▸ AIM
Pick out every line in the rows below that contains the word "holding" and copy each of those lines in full.

▸ SOURCE MATERIAL
::::::::::
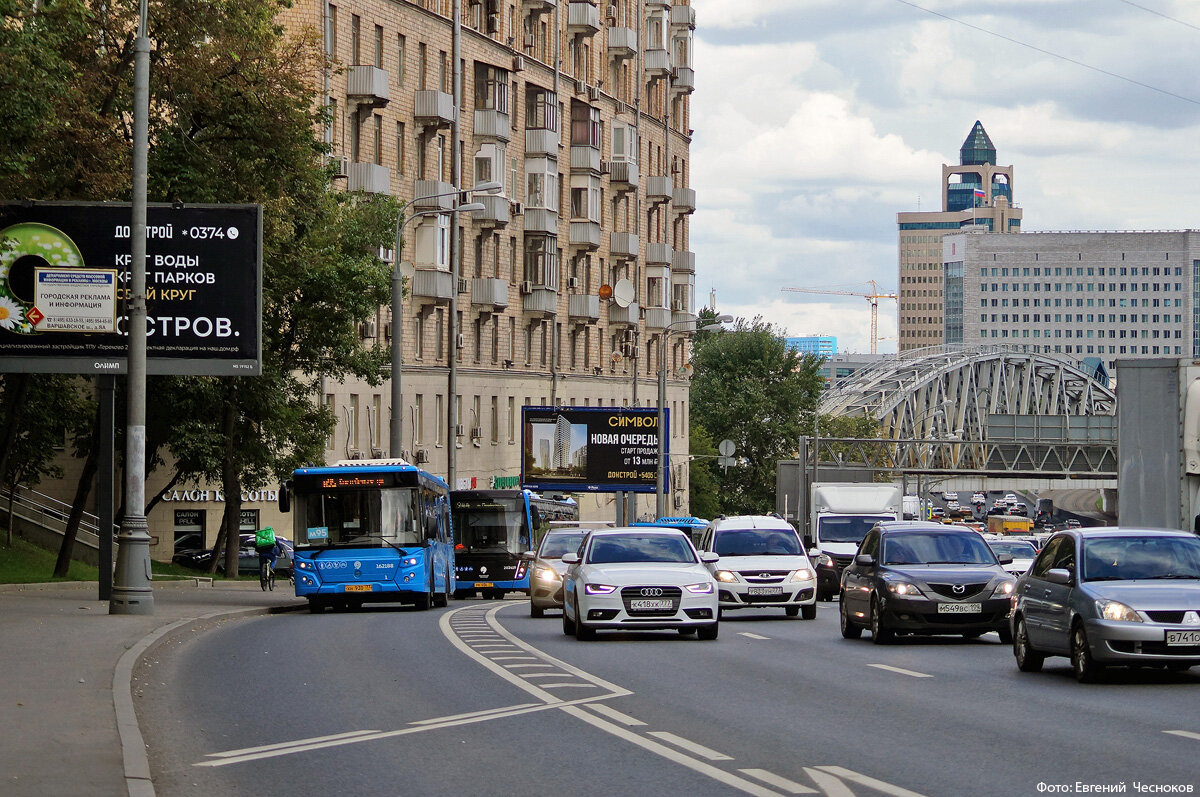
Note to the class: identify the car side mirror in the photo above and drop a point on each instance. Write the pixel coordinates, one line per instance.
(1059, 575)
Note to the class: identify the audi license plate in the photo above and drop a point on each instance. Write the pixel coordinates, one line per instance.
(959, 609)
(659, 603)
(1183, 637)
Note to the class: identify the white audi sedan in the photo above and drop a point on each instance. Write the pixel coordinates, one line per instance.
(639, 579)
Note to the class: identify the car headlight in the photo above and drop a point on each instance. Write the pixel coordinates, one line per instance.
(1119, 611)
(904, 588)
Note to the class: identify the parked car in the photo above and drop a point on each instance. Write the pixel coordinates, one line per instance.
(639, 579)
(921, 577)
(762, 564)
(1123, 597)
(546, 568)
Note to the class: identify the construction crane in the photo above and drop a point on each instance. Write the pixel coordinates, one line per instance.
(873, 297)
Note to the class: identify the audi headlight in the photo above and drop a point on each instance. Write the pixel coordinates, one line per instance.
(1119, 611)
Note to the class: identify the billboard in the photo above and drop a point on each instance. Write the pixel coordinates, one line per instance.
(591, 449)
(64, 265)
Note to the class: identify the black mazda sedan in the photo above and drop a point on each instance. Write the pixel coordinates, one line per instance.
(922, 577)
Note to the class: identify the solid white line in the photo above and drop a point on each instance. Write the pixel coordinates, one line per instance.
(612, 713)
(778, 781)
(901, 671)
(871, 783)
(691, 747)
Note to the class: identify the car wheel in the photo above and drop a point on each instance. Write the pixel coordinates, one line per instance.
(849, 630)
(880, 633)
(1027, 659)
(1081, 661)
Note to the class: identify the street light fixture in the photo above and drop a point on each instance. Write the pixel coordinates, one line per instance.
(717, 324)
(395, 427)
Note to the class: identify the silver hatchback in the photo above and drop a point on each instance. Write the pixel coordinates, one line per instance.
(1126, 597)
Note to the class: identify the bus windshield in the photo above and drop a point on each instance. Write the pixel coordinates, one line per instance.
(358, 517)
(491, 525)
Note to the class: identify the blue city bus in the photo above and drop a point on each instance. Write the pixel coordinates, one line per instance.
(370, 531)
(493, 528)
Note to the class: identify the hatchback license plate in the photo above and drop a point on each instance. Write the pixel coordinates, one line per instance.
(651, 604)
(959, 609)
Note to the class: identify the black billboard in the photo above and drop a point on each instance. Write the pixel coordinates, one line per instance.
(591, 449)
(204, 277)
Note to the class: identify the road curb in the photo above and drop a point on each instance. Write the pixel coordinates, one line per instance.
(133, 750)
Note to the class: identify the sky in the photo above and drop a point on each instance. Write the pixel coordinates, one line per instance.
(816, 121)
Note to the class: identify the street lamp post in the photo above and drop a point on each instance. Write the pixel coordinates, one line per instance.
(660, 480)
(395, 427)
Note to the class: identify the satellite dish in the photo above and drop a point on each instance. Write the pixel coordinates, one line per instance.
(623, 293)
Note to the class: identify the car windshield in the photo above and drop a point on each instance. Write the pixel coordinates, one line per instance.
(559, 543)
(756, 541)
(611, 549)
(936, 547)
(1129, 558)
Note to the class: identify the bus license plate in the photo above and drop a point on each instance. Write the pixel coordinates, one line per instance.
(651, 604)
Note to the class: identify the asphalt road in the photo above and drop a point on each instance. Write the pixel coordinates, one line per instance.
(481, 699)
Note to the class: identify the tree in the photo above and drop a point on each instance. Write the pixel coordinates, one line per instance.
(750, 388)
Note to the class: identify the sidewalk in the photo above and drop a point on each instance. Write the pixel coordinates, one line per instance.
(65, 688)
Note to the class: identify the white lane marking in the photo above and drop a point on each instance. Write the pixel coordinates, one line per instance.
(691, 747)
(900, 670)
(1187, 735)
(828, 784)
(612, 713)
(671, 754)
(778, 781)
(873, 783)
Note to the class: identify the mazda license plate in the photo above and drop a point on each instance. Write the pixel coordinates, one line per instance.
(661, 603)
(959, 609)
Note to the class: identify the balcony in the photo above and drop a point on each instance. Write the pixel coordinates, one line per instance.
(585, 159)
(493, 125)
(623, 245)
(658, 253)
(429, 187)
(622, 42)
(582, 18)
(367, 85)
(541, 142)
(540, 221)
(685, 201)
(659, 189)
(432, 285)
(489, 292)
(586, 234)
(432, 108)
(496, 213)
(658, 318)
(623, 175)
(541, 300)
(369, 178)
(583, 309)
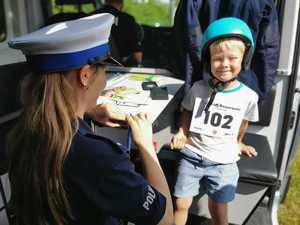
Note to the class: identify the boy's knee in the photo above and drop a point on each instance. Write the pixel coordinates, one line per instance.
(183, 203)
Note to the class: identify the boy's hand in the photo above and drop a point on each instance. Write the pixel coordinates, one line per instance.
(247, 150)
(178, 141)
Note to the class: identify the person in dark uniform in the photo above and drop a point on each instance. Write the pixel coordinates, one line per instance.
(60, 171)
(127, 35)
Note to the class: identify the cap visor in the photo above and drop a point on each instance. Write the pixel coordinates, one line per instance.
(110, 61)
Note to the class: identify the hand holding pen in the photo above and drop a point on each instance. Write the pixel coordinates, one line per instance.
(141, 131)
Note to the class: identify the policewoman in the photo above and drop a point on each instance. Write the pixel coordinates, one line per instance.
(60, 172)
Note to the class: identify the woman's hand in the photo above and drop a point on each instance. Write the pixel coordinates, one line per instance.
(108, 115)
(141, 130)
(179, 139)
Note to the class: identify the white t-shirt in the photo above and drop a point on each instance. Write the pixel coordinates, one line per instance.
(213, 134)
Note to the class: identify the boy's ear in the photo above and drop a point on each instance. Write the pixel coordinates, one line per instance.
(84, 75)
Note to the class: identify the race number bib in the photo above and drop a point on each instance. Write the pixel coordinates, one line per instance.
(219, 121)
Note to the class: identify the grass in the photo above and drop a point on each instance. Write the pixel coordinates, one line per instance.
(289, 212)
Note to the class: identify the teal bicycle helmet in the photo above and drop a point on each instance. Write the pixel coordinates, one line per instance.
(228, 27)
(225, 28)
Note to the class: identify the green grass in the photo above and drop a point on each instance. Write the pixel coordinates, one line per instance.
(289, 212)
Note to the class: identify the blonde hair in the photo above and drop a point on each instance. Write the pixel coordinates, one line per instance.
(228, 42)
(38, 146)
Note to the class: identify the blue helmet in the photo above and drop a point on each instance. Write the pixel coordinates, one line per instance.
(228, 27)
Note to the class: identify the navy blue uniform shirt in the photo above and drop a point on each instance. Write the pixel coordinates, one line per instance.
(103, 187)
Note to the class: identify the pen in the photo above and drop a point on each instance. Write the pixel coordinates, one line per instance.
(129, 141)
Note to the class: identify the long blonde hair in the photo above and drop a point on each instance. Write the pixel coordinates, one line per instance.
(38, 146)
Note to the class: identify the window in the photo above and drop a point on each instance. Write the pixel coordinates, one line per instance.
(152, 12)
(2, 22)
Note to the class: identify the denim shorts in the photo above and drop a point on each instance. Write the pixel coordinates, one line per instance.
(197, 175)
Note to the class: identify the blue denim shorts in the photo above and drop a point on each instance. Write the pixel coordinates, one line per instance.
(197, 175)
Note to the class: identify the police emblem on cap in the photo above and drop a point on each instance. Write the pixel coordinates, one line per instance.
(67, 45)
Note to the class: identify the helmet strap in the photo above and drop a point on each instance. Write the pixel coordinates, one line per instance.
(215, 90)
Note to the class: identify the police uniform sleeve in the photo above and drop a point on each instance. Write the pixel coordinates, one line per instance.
(109, 180)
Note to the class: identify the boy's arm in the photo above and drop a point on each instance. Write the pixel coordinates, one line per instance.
(245, 149)
(179, 139)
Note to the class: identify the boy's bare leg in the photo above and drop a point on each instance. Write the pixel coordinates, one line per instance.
(218, 212)
(182, 210)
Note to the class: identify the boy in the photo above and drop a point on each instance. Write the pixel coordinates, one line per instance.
(214, 119)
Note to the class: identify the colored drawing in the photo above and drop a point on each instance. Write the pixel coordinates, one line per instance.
(121, 92)
(141, 77)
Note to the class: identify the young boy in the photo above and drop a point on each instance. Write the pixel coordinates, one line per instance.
(214, 119)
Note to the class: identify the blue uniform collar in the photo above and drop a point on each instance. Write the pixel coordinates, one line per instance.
(84, 127)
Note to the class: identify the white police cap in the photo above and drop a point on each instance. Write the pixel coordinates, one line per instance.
(67, 45)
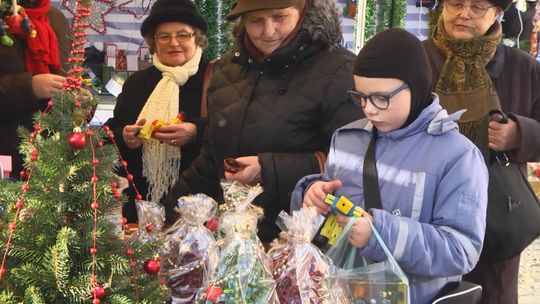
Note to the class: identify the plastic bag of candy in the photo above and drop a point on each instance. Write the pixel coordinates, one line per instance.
(300, 268)
(189, 255)
(244, 273)
(151, 217)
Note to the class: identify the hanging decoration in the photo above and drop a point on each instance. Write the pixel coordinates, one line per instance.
(98, 11)
(350, 9)
(137, 8)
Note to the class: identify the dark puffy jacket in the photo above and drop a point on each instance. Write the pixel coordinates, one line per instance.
(284, 110)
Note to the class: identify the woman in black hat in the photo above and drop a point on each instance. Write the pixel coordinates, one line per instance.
(175, 34)
(273, 102)
(473, 71)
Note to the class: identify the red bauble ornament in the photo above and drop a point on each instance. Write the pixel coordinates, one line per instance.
(15, 25)
(213, 293)
(212, 224)
(151, 266)
(77, 140)
(99, 292)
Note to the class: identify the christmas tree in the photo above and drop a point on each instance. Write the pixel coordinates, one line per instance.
(58, 242)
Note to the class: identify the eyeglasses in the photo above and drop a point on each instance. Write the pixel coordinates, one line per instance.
(179, 37)
(380, 102)
(476, 10)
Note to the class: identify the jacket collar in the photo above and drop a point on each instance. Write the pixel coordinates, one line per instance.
(495, 66)
(283, 58)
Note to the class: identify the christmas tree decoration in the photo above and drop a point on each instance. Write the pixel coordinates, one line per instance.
(381, 15)
(151, 266)
(99, 292)
(98, 11)
(189, 255)
(301, 270)
(76, 140)
(244, 273)
(219, 37)
(57, 245)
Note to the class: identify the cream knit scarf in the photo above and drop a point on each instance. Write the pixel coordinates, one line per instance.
(161, 162)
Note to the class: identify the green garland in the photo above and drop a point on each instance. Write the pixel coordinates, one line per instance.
(219, 40)
(390, 13)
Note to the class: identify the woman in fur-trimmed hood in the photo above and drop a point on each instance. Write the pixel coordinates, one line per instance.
(274, 101)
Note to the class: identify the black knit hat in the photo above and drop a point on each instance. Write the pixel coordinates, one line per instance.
(173, 11)
(396, 53)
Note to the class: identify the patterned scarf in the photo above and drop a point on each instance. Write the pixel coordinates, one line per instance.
(42, 51)
(161, 162)
(464, 82)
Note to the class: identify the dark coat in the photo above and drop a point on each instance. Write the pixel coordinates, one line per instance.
(516, 77)
(283, 110)
(17, 100)
(135, 93)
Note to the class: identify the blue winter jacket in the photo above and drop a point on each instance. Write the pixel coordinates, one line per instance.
(433, 184)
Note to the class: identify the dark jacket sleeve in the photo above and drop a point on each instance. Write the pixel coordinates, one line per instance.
(519, 86)
(281, 171)
(200, 177)
(128, 105)
(17, 95)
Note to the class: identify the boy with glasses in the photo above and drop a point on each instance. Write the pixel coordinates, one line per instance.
(432, 213)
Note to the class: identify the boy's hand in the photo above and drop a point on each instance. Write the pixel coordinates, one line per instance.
(360, 231)
(316, 194)
(251, 172)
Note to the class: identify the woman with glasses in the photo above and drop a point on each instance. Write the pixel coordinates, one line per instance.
(175, 34)
(273, 102)
(474, 71)
(432, 209)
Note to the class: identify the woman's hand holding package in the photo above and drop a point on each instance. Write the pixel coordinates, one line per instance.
(176, 134)
(504, 136)
(360, 231)
(316, 194)
(251, 172)
(130, 134)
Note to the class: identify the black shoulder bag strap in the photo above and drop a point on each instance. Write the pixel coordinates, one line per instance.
(372, 193)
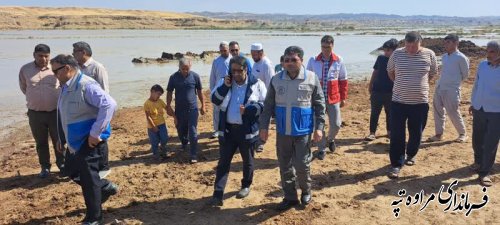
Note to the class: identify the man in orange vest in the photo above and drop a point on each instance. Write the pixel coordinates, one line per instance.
(331, 71)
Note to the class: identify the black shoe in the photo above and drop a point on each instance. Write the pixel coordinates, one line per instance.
(332, 146)
(287, 204)
(215, 202)
(44, 173)
(260, 148)
(86, 221)
(107, 191)
(306, 198)
(243, 193)
(92, 223)
(321, 155)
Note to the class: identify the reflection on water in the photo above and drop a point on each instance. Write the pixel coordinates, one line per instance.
(130, 83)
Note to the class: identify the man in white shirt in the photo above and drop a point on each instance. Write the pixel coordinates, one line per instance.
(220, 68)
(262, 69)
(455, 69)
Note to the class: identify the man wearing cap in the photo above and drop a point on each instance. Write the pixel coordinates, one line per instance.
(485, 109)
(380, 89)
(85, 112)
(83, 54)
(263, 70)
(41, 88)
(296, 99)
(446, 100)
(411, 68)
(234, 50)
(331, 71)
(240, 97)
(220, 68)
(262, 67)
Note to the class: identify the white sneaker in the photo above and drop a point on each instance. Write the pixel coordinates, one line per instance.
(461, 138)
(435, 138)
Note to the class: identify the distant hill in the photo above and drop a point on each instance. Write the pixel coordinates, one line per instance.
(96, 18)
(344, 20)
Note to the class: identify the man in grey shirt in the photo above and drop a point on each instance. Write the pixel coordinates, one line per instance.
(455, 69)
(83, 54)
(296, 99)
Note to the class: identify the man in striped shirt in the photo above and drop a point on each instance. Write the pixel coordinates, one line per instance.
(411, 68)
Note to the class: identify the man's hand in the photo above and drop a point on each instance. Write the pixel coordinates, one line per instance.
(202, 109)
(242, 109)
(263, 134)
(342, 103)
(155, 129)
(228, 81)
(59, 147)
(170, 111)
(318, 134)
(94, 141)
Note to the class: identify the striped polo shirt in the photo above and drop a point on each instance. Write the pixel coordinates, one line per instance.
(411, 85)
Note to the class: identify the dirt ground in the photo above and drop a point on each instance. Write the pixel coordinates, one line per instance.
(349, 187)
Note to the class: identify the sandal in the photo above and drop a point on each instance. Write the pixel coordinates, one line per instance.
(485, 181)
(370, 137)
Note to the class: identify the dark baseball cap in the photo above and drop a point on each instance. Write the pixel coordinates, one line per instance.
(413, 36)
(451, 37)
(390, 44)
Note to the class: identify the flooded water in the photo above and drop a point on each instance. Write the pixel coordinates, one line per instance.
(130, 83)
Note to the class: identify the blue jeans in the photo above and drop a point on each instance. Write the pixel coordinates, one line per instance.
(485, 139)
(234, 139)
(379, 100)
(416, 117)
(187, 123)
(85, 163)
(160, 137)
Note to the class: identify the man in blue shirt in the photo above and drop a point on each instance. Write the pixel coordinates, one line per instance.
(186, 85)
(220, 68)
(380, 89)
(485, 109)
(240, 97)
(84, 114)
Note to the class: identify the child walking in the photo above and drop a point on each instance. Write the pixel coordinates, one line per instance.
(154, 108)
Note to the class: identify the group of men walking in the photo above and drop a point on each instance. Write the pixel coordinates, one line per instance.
(68, 99)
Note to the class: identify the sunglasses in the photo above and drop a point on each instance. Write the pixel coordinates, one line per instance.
(294, 60)
(55, 71)
(237, 71)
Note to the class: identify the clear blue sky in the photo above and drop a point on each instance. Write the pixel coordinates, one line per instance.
(468, 8)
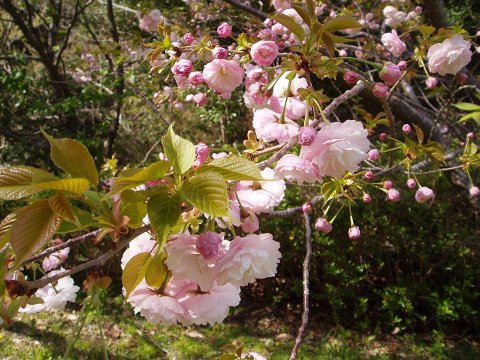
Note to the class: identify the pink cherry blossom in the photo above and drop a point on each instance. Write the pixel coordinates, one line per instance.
(249, 258)
(338, 147)
(393, 43)
(223, 76)
(264, 52)
(268, 127)
(450, 56)
(261, 196)
(294, 168)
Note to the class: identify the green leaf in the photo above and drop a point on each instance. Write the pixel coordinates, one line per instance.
(157, 272)
(179, 151)
(290, 24)
(61, 206)
(163, 211)
(73, 157)
(16, 181)
(233, 168)
(134, 272)
(34, 226)
(420, 134)
(467, 106)
(135, 177)
(341, 23)
(75, 185)
(207, 192)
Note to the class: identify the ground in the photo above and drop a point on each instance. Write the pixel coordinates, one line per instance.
(127, 336)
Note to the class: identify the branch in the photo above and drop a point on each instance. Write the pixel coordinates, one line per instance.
(101, 260)
(260, 14)
(306, 286)
(67, 243)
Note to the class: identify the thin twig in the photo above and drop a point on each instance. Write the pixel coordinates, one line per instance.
(306, 286)
(67, 243)
(90, 264)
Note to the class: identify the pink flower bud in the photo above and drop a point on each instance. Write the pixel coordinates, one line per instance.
(250, 224)
(402, 65)
(393, 195)
(224, 30)
(182, 67)
(307, 207)
(354, 233)
(373, 155)
(188, 38)
(200, 99)
(424, 194)
(431, 82)
(461, 78)
(411, 183)
(322, 225)
(380, 90)
(264, 52)
(201, 153)
(306, 135)
(220, 53)
(406, 128)
(390, 73)
(350, 77)
(474, 191)
(207, 244)
(196, 78)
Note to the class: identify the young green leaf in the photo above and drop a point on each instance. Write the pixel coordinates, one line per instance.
(179, 151)
(233, 168)
(157, 272)
(34, 226)
(134, 272)
(163, 211)
(73, 157)
(207, 192)
(135, 177)
(290, 24)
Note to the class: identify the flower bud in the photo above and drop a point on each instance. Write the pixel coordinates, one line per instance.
(306, 135)
(207, 244)
(380, 90)
(307, 207)
(474, 191)
(390, 73)
(322, 225)
(393, 195)
(182, 67)
(350, 77)
(388, 184)
(411, 183)
(373, 155)
(188, 38)
(220, 52)
(354, 233)
(424, 194)
(431, 82)
(224, 30)
(406, 128)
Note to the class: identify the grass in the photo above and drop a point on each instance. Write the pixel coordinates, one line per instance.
(127, 336)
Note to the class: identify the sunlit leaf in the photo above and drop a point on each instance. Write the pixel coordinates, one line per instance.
(73, 157)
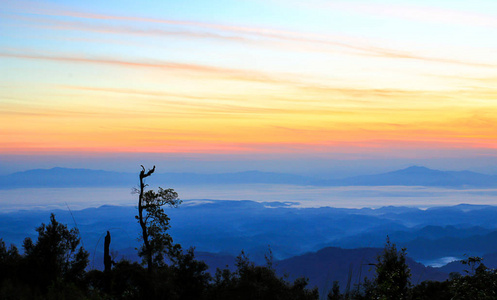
::::::::::
▸ ANSWER TO THIS EXERCISE
Note to the class: identify the hand holding pen in the photo above and drop a point on each instance. Write the pixel coordinates, one line per instance.
Note to the class: identify the woman's hand holding package in the photo above and drop a point on each instance. Write the pixel coordinates, one line per instance.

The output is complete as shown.